• _Problem details_: Each record must be reproduced exactly as it is shown.

Data extracted from a collection
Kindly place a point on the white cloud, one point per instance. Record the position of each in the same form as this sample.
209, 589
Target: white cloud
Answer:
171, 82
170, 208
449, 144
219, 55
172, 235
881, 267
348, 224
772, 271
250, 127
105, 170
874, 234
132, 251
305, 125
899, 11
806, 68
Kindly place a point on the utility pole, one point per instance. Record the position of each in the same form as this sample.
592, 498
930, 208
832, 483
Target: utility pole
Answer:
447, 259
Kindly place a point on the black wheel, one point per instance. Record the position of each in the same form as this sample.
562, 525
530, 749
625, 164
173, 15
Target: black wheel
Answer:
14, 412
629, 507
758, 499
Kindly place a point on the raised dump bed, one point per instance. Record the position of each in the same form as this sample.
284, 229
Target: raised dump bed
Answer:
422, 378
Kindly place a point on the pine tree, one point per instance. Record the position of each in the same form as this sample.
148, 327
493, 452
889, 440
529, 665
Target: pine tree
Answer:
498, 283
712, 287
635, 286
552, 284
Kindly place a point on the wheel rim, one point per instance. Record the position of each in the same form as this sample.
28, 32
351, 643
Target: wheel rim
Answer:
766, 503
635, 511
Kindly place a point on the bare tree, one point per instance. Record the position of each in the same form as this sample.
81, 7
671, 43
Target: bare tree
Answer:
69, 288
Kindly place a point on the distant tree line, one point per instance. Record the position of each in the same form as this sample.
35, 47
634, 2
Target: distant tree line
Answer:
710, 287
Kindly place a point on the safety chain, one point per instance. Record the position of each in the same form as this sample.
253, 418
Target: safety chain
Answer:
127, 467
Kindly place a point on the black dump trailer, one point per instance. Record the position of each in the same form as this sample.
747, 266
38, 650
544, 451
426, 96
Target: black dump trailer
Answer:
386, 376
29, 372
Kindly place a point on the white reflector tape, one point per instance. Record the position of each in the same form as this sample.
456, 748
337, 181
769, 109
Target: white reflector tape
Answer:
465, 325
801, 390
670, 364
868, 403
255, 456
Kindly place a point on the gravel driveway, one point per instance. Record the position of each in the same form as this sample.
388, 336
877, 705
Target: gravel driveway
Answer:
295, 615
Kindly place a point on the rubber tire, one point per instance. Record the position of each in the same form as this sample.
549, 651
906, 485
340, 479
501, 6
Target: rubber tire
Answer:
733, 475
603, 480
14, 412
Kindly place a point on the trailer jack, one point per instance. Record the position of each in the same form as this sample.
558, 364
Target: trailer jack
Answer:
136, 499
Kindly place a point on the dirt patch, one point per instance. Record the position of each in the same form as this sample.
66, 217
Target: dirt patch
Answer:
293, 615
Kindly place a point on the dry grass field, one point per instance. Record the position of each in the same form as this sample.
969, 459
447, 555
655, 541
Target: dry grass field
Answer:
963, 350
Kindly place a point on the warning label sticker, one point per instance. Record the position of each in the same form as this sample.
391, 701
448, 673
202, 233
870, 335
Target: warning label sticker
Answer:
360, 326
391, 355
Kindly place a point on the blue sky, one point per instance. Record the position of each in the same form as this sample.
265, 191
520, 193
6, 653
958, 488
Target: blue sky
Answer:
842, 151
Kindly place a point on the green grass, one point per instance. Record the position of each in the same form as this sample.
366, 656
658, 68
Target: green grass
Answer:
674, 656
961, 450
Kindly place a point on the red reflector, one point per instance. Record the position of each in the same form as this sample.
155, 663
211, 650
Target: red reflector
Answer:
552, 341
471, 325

• _Solved problem_:
Kindly place a point on the white cloud, one point per instance. Record the position of each in the same form as this sample.
209, 589
Target: white cloud
Answer:
171, 82
170, 208
449, 144
219, 55
172, 235
881, 267
348, 224
772, 271
250, 127
105, 170
874, 234
132, 251
305, 125
899, 11
806, 68
Kindly place a point on the utility pole, one point per instance. Record the position of each in the same form as this sample.
592, 498
930, 208
832, 483
Target: utility pole
Answer:
447, 259
Kindly place a point on the black wheel, one point per instance. Record the position of each in the same form as this sample.
562, 525
530, 749
625, 164
173, 15
Target: black wheel
Answer:
14, 412
629, 507
758, 499
Kindly place a point on the raised dump bed, one point per instance. Record the position of each in the same form as this sample.
284, 229
Target: raised dump bed
Answer:
422, 378
Kindly place a point on the pine tree, one point per instance. Record the position of each in the same form as this sample.
148, 327
493, 452
889, 440
529, 665
Target: pine tree
Answer:
498, 283
712, 287
635, 286
552, 284
Kindly place a point on the wheel rim, one point per instance. Record the position of each in the same form as this sample.
28, 32
351, 643
Target: wheel rim
Answer:
766, 503
635, 511
Kindly place a point on the bare tree, one point per instance. Record the position of each in the same form as this sample.
81, 7
671, 43
Target: bare tree
Answer:
69, 288
Kindly place a point on the distant tree line, one point per instance. Record the position of each in the same form as this sample.
35, 47
634, 2
Target: distant tree line
Answer:
710, 287
Kindly place a point on the safety chain, one point per instance. Record the position of each in the same form as this sample.
253, 418
Target: safety chain
Answer:
127, 467
Kindly place a point on the black dump trailer, one point per instance. Record the position of each in the same form as this sample.
747, 266
38, 650
544, 451
426, 96
Target: black dump trailer
Answer:
386, 376
29, 372
Kindly place a point on the white reflector tape, one point per instance. Record the position of each in the same form as this sample.
456, 748
337, 181
769, 109
Target: white reflector tape
Answer:
465, 325
801, 390
670, 364
868, 403
255, 456
Kindly place a point on the gravel driveway, one point per instance. Record the position of each in the same form as this sample.
388, 336
877, 705
Target: gravel driveway
Answer:
295, 615
Kindly place a point on the rubber tire, one point per instance. Record the position of each in the same form as this sample.
549, 651
906, 485
340, 479
501, 6
Target: rubber tire
Answer:
733, 475
603, 480
14, 412
Kindly place a point on the trailer jack, one point per instance. Record the position of each in the same form as this sample.
558, 364
Target: trailer jack
Answer:
136, 499
Kindly place a point on the dirt patch, one point per instance. Record the position of each in the same form as this sample.
66, 217
Target: dirt patch
Answer:
293, 615
Kindly place a point on the dry grass field, one point per instance. Record the position of each in the same form as this sample.
969, 459
447, 555
655, 541
Target: dry grass field
Answer:
963, 350
Kindly place a point on the warning label sticker, one point per instance. Record the position of each in the same form as this sample.
391, 701
448, 673
202, 233
870, 335
Target: warning label sticker
Answer:
360, 326
391, 355
Kindly place a point on the blue sky, one point per instance. Record the position of each in the same form as this sample.
265, 191
520, 193
6, 653
958, 488
Target: blue sky
Answer:
842, 151
Kindly place a point on the green grass, one point per instance. Record the position of each in the same form as this sample.
366, 656
658, 68
Target: green grass
Answer:
674, 656
961, 450
Kindly place a point on the red reflector, one point per instance. Record the position of each in the same form as this sample.
155, 663
211, 650
Target: red reflector
Answer:
552, 341
471, 325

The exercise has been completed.